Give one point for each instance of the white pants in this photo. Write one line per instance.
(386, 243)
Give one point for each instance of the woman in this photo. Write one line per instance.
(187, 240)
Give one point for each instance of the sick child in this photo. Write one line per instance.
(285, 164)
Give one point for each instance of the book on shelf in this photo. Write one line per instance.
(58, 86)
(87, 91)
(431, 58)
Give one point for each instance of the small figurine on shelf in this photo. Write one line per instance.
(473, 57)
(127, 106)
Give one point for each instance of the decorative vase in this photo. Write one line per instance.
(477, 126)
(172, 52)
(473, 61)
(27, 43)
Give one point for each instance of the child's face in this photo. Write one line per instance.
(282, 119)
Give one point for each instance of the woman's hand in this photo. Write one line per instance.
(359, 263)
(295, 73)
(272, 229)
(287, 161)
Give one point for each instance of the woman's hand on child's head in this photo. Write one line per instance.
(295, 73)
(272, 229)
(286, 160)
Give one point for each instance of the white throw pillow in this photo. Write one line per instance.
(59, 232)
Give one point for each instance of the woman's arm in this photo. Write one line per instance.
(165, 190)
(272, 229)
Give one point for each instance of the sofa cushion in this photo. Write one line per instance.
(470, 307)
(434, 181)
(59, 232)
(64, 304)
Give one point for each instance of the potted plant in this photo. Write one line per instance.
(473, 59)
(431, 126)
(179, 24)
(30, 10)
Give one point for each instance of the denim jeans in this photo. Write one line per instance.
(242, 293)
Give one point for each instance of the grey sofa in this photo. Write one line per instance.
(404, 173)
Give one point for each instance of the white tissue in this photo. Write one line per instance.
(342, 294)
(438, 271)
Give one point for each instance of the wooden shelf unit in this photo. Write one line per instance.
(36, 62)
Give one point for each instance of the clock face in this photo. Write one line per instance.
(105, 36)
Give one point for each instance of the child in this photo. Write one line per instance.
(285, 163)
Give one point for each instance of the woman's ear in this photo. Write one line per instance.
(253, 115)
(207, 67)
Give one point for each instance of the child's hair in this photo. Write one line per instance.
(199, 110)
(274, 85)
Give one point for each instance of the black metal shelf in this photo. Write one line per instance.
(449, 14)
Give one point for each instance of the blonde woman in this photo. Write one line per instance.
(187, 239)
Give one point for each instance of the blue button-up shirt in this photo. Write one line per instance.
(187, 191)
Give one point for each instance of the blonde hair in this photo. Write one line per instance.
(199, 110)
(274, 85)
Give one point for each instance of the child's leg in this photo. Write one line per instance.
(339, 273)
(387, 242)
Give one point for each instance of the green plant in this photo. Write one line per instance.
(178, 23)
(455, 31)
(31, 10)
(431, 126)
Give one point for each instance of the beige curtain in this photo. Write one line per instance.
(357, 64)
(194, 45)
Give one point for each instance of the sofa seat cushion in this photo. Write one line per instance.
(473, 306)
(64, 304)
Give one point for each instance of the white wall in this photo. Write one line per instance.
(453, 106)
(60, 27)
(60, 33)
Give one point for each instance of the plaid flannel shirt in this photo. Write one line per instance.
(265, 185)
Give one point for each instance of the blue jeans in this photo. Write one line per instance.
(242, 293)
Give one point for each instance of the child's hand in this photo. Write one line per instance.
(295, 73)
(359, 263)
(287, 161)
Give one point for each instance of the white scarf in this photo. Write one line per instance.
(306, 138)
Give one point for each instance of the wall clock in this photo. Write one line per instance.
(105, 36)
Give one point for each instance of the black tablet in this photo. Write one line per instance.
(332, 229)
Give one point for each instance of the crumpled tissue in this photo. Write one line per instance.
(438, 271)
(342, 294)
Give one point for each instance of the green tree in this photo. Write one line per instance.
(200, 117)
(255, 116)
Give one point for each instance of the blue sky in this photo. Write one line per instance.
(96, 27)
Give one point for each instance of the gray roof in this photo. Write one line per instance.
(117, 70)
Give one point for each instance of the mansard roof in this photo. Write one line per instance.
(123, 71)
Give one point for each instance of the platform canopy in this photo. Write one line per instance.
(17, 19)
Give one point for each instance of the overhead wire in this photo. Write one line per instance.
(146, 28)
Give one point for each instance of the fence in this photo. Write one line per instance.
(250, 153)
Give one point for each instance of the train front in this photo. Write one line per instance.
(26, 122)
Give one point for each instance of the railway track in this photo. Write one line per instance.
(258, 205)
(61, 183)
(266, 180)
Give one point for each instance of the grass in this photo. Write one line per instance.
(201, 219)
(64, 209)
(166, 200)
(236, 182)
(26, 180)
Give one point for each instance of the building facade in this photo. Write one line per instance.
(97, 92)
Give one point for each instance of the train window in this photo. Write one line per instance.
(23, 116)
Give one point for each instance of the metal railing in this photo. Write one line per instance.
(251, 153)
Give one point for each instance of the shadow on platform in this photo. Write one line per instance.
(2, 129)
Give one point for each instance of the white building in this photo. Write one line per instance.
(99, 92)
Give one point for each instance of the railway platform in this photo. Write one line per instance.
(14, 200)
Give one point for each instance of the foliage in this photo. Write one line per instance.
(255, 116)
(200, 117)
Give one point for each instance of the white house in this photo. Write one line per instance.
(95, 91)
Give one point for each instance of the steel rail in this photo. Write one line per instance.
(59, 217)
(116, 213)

[GIVEN TASK]:
Reproduce the material precisely, including every line.

[IN RESPONSE]:
Give one point for each instance of the white pants in this photo. Write one line per instance.
(386, 243)
Give one point for each instance of the woman in this photo. Write one line per instance.
(187, 240)
Give one point for each instance of the sick child in this photo. Write one line per instance.
(285, 164)
Give one point for each instance of the book on shelf in this photo. Write one line per instance.
(58, 86)
(87, 91)
(431, 58)
Give one point for each instance of the small figurine on shelf in this photo. Write one line per instance.
(473, 57)
(127, 106)
Give one point for each instance of the decorative vase in this photo. Write one line per instance.
(477, 126)
(172, 52)
(473, 61)
(27, 43)
Give one point for each instance of the child's face in this photo. Write one line per instance.
(282, 119)
Give one point for each instance of the woman's hand in this photo. Write one line per instance.
(359, 263)
(295, 73)
(272, 229)
(287, 161)
Give one point for each instance of the woman's hand on child's head in this photo. Write one line per instance.
(295, 73)
(272, 229)
(286, 160)
Give one point for each instance of the white throw pillow in this photo. Write one line per instance.
(59, 232)
Give one point for each instance of the woman's arm in this photo. Write one line per instance.
(165, 190)
(272, 229)
Give one point for each instance of the sofa cushion in this photo. Write one line per instance.
(470, 307)
(434, 181)
(59, 232)
(64, 304)
Give one point for each instance of the potted plant in this photo. Write one line per instance.
(473, 59)
(431, 126)
(179, 24)
(30, 10)
Give one point for each instance of the denim jeans in this photo. Write one line per instance.
(242, 293)
Give one point for each instance of the grey sofa in this photo. Write one line per instance.
(404, 173)
Give one point for each instance of the white tissue in this photo. Write one line per instance.
(342, 294)
(438, 271)
Give one point for each instance of the wooden shelf unit in this photo. Write one line per instance.
(36, 62)
Give one point for each instance of the clock face in this photo. Write one line per instance.
(105, 36)
Give one point for each instance of the child in this photo. Write one line per instance.
(285, 163)
Give one point for each instance of the woman's ear in this photo. Write one line per instance.
(253, 115)
(207, 67)
Give one point for each instance of the child's hair in this photo. Write one line per instance.
(199, 110)
(274, 85)
Give one point for each instance of the black metal shelf in this photo. Write one line per instance.
(449, 14)
Give one point for each instance of the blonde woman in this photo. Write one line per instance.
(187, 239)
Give one point for each instance of the blue button-up shirt in this photo. Write one line per instance.
(187, 191)
Give one point for each instance of the blonde hair in this photo. Write one line per instance.
(199, 110)
(274, 85)
Give one point for each instance of the child's leg in this photo. Write one line per instance.
(339, 273)
(387, 242)
Give one point for each instance of the green plant in this photo. Write one line per instance.
(178, 23)
(455, 31)
(31, 10)
(431, 126)
Give one point for each instance of the beige curtain in this photo. Write one line per instance.
(357, 64)
(194, 45)
Give one point for each instance of the sofa seat cushion in this photo. Write one line per instance.
(473, 306)
(64, 304)
Give one point for each instance of the white wall in this photo. Write one line per instance.
(453, 106)
(60, 27)
(60, 33)
Give one point for each instance of the plaid flannel shirt in this photo. Write one line per instance.
(265, 185)
Give one point for each instance of the blue jeans in this photo. Write one line per instance.
(242, 293)
Give one point for each instance of the child's hand in this photo. Write one line per instance.
(295, 73)
(359, 263)
(287, 161)
Give one point for each instance of the white scarf in this photo. Write one line per instance.
(306, 138)
Give one point for each instance of the wall clock in this photo. Write one line per instance.
(105, 36)
Give one point for each instance of the black tablet in this photo. Write one line per instance.
(332, 229)
Give one point for each instance of the crumpled tissue in this photo. Write one line per instance.
(438, 271)
(342, 294)
Give one point for each instance of the green tree in this photo. Write one line per instance.
(200, 117)
(255, 116)
Give one point for each instance of the blue sky in this photo. Write one line per instance.
(96, 27)
Give one point for each instance of the gray roof in this photo. Write one line per instance.
(117, 70)
Give one point for each instance of the mansard roof in this photo. Write one line per instance.
(123, 71)
Give one point for each instance of the platform canopy in this photo. Write one line per instance.
(17, 19)
Give one point for each instance of the overhead wire in this photo. Write one line per instance.
(146, 28)
Give one point for each instance of the fence in this photo. Write one line per instance.
(250, 153)
Give one point for each instance of the train front in this photo. Write one line per instance.
(26, 122)
Give one point for each instance of the railway track in this photo. Write one line per instance.
(258, 205)
(61, 183)
(266, 180)
Give one point for each instance of the grass in this photo. Write one line per instance.
(201, 219)
(64, 209)
(166, 200)
(236, 182)
(26, 180)
Give one point for each instance of the building facade in this photo. Write one line per instance.
(97, 92)
Give one point for each instance of the train window in this photo. Write one line per instance.
(23, 116)
Give one point for each instance of the metal railing in this photo. Write one line per instance.
(251, 153)
Give one point for each instance of the shadow on platform in this photo. Write one line per instance.
(2, 129)
Give one point for each instance of the white building in this photo. Write one line per instance.
(99, 92)
Give one point for each instance of the railway platform in this photo. Write one line per instance.
(14, 200)
Give one point for each instance of the foliage in this photo. Write one line per instance.
(255, 116)
(200, 117)
Give one point for each instance of the white house in this photo. Write one line per instance.
(95, 91)
Give one point for each instance of the steel rail in this photo. Write one line per instance.
(59, 217)
(116, 213)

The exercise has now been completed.